▸ **WHAT YOU WILL DO**:
a) In the article on fish oil and semen quality, which university is Richard Sharpe from?
b) Extend the article on fish oil and semen quality beyond its final paragraph.

[[ PASSAGE TO READ open ]]

A large observational study out of Denmark has linked fish oil supplements with improved semen quality and testicular function in healthy men. The research cannot prove causation, however, it does echo prior research reaching similar conclusions in men with fertility issues.
Over the past few years evidence supporting the health benefits of taking fish oil supplements containing omega-3 fatty acids has been mixed at best. Doubts have been raised over how beneficial the popular supplement is in helping prevent heart disease, stroke, and cancer. On the other hand, evidence has shown possible benefits in lowering childhood asthma risk, especially if mothers consume supplements during pregnancy.
A new study is adding to the discordant volume of study on fish oil, finding supplements may improve testicular function in healthy men. The new research recruited nearly 1,700 young Danish men, all who completed a lifestyle and diet survey that included information of vitamin and fish oil supplements consumed across the prior three months. Semen and blood samples were taken alongside a complete physical examination.
The results revealed a significant correlation between fish oil supplement consumption and higher sperm count. The fish oil was also linked to larger testicular size and a healthier profile of two hormones related to sperm production. The study notes the correlation was not seen with any other vitamins or supplements noted by the subjects.
A number of experts not associated with this particular study suggest that, while the research is rigorous and compelling, it is still only generating observational correlations, and any causation could only be established through a randomized clinical trial. Richard Sharpe, from the University of Edinburgh, calls the new study “well-conducted,” but affirms the need for a clinical trial to confirm causation.
“… these findings need to be followed up using a randomized double-blind clinical trial before we’d be able to know whether taking fish oil supplements can improve reproductive function in men from the normal population,” says Sharpe, who didn’t work on this new study. “Such a trial would be able to exclude the possibility that remains in this study, which is that men taking fish oil supplements may simply be more health conscious and in a better reproductive state because of this, rather than the supplement itself having any effect.”

[[ PASSAGE TO READ closed ]]
[[ DATA EXTRACTS open ]]

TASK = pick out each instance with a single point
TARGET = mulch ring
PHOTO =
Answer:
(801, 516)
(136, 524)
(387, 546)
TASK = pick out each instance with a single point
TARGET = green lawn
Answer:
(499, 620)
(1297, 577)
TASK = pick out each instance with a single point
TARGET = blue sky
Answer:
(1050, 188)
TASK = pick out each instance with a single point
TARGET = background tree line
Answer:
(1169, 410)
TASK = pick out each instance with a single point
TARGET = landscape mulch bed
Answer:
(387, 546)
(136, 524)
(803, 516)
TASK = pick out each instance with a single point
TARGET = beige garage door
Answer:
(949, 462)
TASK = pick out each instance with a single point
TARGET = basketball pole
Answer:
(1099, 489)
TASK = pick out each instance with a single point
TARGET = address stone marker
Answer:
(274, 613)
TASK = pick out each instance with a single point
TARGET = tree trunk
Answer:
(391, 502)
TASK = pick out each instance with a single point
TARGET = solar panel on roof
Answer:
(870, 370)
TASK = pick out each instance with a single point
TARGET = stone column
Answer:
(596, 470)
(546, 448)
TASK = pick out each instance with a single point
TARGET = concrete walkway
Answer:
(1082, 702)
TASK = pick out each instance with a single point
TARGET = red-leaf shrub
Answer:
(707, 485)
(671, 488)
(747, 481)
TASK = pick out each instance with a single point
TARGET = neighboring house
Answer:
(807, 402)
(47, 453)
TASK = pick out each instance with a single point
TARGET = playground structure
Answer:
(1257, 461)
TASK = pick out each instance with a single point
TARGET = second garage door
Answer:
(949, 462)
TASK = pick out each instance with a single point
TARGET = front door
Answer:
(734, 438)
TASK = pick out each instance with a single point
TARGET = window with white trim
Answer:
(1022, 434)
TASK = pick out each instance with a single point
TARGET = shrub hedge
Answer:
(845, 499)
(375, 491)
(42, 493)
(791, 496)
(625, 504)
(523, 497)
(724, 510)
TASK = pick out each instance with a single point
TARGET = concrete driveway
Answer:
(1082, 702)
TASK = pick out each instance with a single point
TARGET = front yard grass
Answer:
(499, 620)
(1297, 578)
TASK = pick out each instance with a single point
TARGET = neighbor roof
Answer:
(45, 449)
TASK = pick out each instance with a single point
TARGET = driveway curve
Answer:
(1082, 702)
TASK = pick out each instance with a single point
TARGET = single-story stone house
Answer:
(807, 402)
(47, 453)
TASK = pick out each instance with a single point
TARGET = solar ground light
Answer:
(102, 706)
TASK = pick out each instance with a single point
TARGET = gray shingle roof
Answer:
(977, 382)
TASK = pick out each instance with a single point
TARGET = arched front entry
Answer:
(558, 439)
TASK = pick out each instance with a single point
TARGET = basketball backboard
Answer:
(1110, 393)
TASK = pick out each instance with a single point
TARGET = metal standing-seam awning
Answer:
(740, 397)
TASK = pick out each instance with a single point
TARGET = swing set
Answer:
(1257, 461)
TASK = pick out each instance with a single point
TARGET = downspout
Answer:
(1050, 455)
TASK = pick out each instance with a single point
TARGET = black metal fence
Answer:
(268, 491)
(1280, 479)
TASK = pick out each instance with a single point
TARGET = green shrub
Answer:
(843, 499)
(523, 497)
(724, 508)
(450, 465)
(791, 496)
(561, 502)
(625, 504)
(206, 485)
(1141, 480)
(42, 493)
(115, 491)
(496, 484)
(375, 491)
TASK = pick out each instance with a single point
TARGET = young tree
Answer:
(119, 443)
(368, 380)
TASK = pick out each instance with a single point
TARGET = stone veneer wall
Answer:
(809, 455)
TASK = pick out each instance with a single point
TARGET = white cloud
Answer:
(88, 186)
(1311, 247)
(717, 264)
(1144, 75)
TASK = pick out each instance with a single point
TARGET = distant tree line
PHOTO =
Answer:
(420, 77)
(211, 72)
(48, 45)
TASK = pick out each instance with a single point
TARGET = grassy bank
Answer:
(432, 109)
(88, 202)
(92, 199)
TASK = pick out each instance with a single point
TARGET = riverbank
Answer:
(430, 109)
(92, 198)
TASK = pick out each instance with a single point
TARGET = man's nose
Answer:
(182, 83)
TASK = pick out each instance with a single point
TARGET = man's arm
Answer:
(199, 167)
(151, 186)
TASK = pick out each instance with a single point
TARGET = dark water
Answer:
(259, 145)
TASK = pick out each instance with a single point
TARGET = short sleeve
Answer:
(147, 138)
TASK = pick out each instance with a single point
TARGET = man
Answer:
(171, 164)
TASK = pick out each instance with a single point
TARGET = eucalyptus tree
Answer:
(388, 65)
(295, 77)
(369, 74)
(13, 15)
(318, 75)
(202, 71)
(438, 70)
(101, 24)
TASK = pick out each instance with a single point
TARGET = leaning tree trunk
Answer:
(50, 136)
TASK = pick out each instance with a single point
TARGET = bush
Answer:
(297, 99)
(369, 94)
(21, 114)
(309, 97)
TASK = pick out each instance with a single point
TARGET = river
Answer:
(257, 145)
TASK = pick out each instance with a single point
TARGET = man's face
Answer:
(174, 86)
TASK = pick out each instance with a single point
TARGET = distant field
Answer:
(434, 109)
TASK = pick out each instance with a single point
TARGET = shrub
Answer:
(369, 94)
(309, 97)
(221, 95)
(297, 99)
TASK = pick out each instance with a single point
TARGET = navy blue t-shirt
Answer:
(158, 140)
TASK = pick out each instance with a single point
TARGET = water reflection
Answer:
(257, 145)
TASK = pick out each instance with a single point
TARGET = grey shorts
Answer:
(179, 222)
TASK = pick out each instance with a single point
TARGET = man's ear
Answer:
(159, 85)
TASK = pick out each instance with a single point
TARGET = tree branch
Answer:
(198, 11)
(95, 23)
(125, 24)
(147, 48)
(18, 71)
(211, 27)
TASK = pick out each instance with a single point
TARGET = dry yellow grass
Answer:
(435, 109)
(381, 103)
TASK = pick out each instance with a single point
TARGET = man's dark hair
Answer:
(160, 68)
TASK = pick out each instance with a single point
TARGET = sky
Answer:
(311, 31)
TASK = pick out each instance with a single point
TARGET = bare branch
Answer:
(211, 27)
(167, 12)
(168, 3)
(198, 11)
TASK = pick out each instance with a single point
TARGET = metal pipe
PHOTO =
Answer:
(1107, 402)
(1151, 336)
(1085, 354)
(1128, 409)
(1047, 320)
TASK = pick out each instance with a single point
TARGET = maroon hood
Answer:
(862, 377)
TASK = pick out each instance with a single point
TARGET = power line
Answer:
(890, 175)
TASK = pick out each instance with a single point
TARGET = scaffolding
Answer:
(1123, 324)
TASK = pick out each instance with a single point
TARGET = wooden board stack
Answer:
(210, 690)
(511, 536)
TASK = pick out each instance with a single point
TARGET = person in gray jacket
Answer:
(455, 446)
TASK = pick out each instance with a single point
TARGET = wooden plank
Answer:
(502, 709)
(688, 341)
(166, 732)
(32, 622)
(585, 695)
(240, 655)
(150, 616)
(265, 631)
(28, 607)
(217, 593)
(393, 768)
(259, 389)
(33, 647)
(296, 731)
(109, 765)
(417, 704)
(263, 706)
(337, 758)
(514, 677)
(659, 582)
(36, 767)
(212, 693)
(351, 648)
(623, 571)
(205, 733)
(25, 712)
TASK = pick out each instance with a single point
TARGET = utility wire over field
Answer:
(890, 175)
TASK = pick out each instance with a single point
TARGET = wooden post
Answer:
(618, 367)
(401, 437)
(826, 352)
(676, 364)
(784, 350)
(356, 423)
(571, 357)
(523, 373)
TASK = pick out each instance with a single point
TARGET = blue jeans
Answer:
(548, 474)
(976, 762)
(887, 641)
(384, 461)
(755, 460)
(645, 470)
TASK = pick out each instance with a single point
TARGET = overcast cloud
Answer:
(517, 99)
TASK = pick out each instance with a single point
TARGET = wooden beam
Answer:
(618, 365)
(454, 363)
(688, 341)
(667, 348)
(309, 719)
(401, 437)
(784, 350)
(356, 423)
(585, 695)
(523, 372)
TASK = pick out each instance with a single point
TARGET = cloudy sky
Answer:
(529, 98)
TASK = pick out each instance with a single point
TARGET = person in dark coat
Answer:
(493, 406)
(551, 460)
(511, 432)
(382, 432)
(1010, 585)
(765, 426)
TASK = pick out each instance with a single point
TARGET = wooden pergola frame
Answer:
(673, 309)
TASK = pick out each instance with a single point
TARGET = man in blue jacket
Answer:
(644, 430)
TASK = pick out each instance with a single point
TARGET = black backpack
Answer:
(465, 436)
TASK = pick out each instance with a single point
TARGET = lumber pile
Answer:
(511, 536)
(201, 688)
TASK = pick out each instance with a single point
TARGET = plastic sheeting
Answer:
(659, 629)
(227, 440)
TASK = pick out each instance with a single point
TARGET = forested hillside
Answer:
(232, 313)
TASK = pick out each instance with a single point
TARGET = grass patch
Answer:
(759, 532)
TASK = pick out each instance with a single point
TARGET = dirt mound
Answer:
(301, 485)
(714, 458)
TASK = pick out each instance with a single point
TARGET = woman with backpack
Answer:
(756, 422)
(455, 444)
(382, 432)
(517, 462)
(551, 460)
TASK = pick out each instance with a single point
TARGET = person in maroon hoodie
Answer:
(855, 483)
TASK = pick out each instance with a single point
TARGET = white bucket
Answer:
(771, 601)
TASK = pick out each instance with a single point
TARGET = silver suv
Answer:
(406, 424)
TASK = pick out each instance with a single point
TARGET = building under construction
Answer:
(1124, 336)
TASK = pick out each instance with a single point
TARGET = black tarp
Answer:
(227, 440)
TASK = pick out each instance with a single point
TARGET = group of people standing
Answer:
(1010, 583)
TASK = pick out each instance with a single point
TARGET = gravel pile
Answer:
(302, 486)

[[ DATA EXTRACTS closed ]]

▸ **LIST OF ANSWERS**:
a) The University of Edinburgh.

b)
Kevin McEleny, from the British Fertility Society, also says that, although there is increasing evidence of numerous links between diet and reproductive health, it is unclear in this study whether the subjects taking fish oil supplements simply led healthier lives.
“In the study, there were very few men who took only fish oil and no other supplement,” says McEleny. “They also tended to have healthier lifestyles and in particular tended not to smoke. Being fit and healthy is important for male and female reproductive health. This doesn’t help us to say whether fish oil specifically is helpful.”
Despite these inherent limitations, this is not the first published study to investigate links between fish oil and male fertility. In fact, a large systematic review published last year examined 16 studies on the topic, comprising over 1,000 individual subjects with potential fertility issues. The conclusion was by no means certain but it did conclude, “omega-3 supplements and dietary intake of omega-3 might improve semen quality parameters in infertile men and men from couples seeking fertility treatment.”
The primary novelty of this new study is its examination of semen quality in healthy men. As with many observational studies, this research is certainly not the final say on the matter. Plus, there is no suggestion that these particular reproductive health metrics directly improve fertility or increase the chances of couples becoming pregnant. However, there certainly is no evidence to suggest fish oil supplements are harmful to a man’s reproductive health in any way.